* [WORK ITEM] All lines holding the word "Target" should be located in the records and copied.

* [RECORDS FOR PROCESSING]

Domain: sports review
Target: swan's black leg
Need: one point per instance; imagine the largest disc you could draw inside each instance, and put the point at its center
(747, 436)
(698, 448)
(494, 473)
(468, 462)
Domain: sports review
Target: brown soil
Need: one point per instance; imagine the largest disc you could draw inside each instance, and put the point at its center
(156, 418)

---

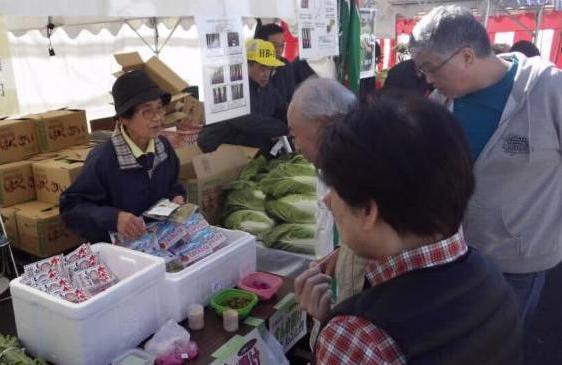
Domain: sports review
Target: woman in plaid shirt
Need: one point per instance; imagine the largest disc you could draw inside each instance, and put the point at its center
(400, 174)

* [YOUR SOLUTION]
Target: swan's black leg
Target: brown soil
Target: woman in plaid shirt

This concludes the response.